Exercise details: Reproduce only the lines that run from the line with "Localize each street" to the last line of the material, both ends included, exactly as they appear.

Supplied data:
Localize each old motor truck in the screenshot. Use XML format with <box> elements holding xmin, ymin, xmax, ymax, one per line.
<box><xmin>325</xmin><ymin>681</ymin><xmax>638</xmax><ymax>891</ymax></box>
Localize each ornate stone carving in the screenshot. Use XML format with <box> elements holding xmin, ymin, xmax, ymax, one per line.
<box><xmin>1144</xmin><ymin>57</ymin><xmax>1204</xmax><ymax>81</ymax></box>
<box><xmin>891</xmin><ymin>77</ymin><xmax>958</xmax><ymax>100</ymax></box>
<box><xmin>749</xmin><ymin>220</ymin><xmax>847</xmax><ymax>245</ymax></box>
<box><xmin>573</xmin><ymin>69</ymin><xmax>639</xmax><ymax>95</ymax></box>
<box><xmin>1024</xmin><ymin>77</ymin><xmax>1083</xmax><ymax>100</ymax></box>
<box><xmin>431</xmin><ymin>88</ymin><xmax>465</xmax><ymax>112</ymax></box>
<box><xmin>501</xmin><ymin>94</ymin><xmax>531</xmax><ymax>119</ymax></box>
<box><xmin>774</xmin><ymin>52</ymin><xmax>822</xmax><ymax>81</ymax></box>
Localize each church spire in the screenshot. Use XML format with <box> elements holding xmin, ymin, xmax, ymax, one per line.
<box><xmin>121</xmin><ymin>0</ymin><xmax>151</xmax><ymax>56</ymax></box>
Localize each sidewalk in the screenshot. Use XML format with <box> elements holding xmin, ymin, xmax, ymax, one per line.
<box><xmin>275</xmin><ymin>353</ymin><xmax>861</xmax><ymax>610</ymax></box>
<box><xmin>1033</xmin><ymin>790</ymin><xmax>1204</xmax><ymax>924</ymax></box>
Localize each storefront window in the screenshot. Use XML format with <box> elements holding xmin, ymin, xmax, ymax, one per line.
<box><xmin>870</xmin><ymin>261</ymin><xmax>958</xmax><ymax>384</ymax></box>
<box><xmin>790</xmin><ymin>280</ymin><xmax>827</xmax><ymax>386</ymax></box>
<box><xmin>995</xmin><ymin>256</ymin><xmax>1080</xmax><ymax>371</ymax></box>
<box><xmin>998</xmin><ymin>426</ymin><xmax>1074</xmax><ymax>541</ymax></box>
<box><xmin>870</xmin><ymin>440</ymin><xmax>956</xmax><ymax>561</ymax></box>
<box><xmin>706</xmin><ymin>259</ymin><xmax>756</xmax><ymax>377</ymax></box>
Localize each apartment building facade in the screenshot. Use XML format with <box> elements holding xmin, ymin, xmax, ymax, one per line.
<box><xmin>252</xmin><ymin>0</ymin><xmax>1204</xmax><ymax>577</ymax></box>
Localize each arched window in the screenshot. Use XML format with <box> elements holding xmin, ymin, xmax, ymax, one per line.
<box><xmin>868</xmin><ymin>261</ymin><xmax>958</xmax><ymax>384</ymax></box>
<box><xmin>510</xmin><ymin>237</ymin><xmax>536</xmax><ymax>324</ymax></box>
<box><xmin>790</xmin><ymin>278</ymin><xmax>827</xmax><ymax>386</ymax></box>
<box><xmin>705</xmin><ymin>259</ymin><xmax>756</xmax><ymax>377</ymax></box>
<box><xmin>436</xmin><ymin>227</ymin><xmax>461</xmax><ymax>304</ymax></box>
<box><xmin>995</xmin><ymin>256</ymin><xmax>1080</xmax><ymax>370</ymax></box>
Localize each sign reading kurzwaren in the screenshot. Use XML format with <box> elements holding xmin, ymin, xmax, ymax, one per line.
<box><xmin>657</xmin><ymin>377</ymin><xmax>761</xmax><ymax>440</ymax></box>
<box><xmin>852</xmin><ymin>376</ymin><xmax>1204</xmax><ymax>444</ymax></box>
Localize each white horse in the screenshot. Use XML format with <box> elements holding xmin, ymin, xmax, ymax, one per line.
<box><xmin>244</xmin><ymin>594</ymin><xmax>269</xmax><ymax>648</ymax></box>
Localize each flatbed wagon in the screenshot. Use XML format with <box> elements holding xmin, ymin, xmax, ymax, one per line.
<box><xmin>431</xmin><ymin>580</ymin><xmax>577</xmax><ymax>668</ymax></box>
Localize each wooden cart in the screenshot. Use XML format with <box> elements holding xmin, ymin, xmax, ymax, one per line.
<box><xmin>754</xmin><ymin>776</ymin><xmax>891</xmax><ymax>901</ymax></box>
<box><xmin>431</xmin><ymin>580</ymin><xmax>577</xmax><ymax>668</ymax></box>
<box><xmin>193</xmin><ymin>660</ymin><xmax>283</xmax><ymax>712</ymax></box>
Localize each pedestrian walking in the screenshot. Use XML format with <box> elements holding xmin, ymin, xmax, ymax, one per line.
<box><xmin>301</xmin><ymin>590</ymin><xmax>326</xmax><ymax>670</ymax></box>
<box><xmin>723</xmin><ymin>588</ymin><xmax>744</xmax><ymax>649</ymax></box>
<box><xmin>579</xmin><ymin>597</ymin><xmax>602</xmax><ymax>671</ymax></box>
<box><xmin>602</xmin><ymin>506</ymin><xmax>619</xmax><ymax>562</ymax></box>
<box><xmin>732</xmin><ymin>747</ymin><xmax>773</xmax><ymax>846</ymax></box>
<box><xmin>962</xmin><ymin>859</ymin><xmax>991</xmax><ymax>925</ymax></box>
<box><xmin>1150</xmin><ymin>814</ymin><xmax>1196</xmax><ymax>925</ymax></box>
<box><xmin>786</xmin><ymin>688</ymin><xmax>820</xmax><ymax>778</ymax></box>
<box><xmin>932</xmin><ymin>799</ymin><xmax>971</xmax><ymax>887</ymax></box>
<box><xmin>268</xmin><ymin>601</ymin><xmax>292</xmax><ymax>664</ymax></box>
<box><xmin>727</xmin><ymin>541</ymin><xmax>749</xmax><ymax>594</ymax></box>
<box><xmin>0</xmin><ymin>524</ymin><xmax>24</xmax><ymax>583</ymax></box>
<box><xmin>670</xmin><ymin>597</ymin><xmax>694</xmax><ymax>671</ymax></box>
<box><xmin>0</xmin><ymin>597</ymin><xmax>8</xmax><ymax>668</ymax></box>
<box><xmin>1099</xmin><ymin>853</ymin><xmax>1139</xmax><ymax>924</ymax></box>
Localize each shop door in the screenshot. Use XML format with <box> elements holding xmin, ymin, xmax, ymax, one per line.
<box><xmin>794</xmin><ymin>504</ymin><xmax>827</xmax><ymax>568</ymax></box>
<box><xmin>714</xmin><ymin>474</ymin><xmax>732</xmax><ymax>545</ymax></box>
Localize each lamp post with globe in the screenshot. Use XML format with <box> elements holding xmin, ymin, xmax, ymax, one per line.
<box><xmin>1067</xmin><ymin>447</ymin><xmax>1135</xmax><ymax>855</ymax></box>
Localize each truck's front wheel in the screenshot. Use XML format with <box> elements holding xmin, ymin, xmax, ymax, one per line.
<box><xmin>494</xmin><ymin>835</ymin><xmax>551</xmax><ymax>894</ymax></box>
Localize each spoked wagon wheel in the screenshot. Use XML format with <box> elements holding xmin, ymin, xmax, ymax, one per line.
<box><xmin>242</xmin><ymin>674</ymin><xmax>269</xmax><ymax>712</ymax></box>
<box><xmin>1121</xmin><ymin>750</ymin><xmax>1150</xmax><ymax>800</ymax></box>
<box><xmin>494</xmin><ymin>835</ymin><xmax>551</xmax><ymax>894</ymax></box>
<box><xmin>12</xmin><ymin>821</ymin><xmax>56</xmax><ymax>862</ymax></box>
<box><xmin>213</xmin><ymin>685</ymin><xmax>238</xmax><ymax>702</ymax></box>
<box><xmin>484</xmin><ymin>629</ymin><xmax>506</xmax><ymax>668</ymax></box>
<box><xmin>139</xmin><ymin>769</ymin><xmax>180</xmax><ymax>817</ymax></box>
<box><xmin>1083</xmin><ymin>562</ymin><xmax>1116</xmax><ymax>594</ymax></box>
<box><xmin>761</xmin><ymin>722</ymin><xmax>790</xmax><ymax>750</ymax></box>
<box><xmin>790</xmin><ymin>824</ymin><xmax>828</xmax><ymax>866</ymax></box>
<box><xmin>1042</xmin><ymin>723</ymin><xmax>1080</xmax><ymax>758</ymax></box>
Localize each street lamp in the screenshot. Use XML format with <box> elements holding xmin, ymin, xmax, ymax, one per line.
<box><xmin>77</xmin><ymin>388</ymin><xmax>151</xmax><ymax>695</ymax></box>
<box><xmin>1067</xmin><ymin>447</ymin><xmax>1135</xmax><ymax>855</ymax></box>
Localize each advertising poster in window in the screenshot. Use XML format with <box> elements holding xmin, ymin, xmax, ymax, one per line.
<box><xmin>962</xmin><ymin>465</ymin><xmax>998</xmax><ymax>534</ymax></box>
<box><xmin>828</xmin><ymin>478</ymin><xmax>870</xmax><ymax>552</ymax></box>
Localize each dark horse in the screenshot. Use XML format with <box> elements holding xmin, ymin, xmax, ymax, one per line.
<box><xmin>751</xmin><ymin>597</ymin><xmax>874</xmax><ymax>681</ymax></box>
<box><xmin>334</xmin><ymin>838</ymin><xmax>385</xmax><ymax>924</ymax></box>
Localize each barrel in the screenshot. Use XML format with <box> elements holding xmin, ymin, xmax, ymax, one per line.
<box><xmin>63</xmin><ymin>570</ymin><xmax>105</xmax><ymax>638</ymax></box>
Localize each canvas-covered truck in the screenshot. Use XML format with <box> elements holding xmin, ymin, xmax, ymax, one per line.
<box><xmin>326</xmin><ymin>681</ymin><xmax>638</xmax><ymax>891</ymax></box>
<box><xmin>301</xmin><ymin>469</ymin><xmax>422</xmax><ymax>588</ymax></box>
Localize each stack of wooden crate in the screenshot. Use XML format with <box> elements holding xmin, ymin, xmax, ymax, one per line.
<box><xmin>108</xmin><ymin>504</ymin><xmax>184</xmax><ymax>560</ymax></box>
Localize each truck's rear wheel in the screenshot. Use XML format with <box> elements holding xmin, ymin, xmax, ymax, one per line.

Written solution:
Localize each street lamp in the screenshot. Use XML format with <box> elements holding xmin, ymin, xmax, ymax, one per line.
<box><xmin>77</xmin><ymin>388</ymin><xmax>151</xmax><ymax>695</ymax></box>
<box><xmin>1067</xmin><ymin>447</ymin><xmax>1135</xmax><ymax>855</ymax></box>
Localize each advertising poster in window in the screenshot. Use XML format with <box> elements holding xmin, ymin, xmax, ymax, one per line.
<box><xmin>962</xmin><ymin>465</ymin><xmax>998</xmax><ymax>534</ymax></box>
<box><xmin>828</xmin><ymin>478</ymin><xmax>870</xmax><ymax>552</ymax></box>
Localize each dark horse in the screenshot. Use XML format with <box> elements holding xmin, ymin, xmax, ymax, one per line.
<box><xmin>751</xmin><ymin>597</ymin><xmax>874</xmax><ymax>681</ymax></box>
<box><xmin>334</xmin><ymin>838</ymin><xmax>385</xmax><ymax>924</ymax></box>
Localize each barrel in the screenshot. Use XML format with <box> elements holding xmin, ymin, xmax, ymax, one per line.
<box><xmin>63</xmin><ymin>570</ymin><xmax>105</xmax><ymax>638</ymax></box>
Localize each canvas-covered truck in the screenshot. Use XML format with <box> elements holding xmin, ymin, xmax, ymax, one per line.
<box><xmin>326</xmin><ymin>681</ymin><xmax>638</xmax><ymax>891</ymax></box>
<box><xmin>301</xmin><ymin>469</ymin><xmax>422</xmax><ymax>588</ymax></box>
Localize each stack of wooden crate in the screenshot. Use XML format with <box> elements holding xmin, ymin, xmax, ymax, one per line.
<box><xmin>108</xmin><ymin>504</ymin><xmax>184</xmax><ymax>560</ymax></box>
Localize each truck's rear wheel in the screenshot. Use XML format with <box> elements holding xmin, ymin, xmax, ymax, one per line.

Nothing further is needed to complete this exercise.